**Exercise aim:**
Turn the material below into a numbered list with one line per item. Skip blank lines and leave out the pictures.

**Listed records:**
* * * * * * * * *

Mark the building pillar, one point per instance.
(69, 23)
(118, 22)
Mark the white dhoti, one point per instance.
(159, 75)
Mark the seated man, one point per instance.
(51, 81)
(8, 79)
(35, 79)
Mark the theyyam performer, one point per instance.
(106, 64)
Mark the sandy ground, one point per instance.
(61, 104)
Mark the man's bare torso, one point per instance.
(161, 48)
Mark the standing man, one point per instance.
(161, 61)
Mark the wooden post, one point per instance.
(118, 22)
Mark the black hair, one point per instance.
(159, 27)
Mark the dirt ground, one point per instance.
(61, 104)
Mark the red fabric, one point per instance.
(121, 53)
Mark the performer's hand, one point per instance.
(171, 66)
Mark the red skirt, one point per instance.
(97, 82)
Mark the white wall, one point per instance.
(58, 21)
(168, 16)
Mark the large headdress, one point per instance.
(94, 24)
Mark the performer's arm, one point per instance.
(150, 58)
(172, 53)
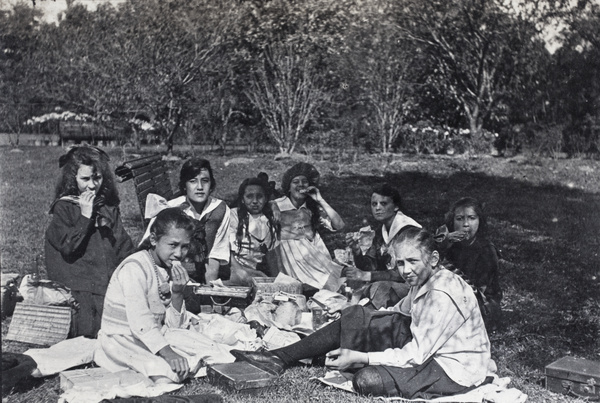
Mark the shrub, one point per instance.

* * * * * * * * *

**Solution below:**
1. Mark the building pillar, one point per instance.
2. (69, 23)
3. (118, 22)
4. Mark the white dhoti, one point per instance.
5. (159, 75)
6. Mark the seated man, one point per instance.
7. (51, 81)
8. (8, 79)
9. (35, 79)
10. Mark the theyyam performer, one point per instance.
11. (106, 64)
12. Mark the sandy ground, one point per instance.
13. (61, 104)
14. Mark the man's bare torso, one point per instance.
15. (161, 48)
16. Mark the standing man, one point per instance.
17. (161, 61)
18. Mark the wooden post, one point per instance.
19. (118, 22)
20. Mark the black hair, one point per instance.
21. (159, 27)
22. Mark the dirt ground, one point per instance.
23. (61, 104)
24. Mark the red fabric, one point per instance.
25. (121, 53)
26. Mark the performer's hand, one point per instance.
27. (171, 66)
28. Mark the red skirt, one point per instance.
29. (97, 82)
30. Mark the white wall, one point per instance.
31. (58, 21)
32. (168, 16)
33. Mark the large headdress, one point per instance.
34. (94, 24)
35. Mark the performer's arm, one point per instance.
36. (150, 58)
37. (172, 53)
38. Mark the shrub, one point per instance.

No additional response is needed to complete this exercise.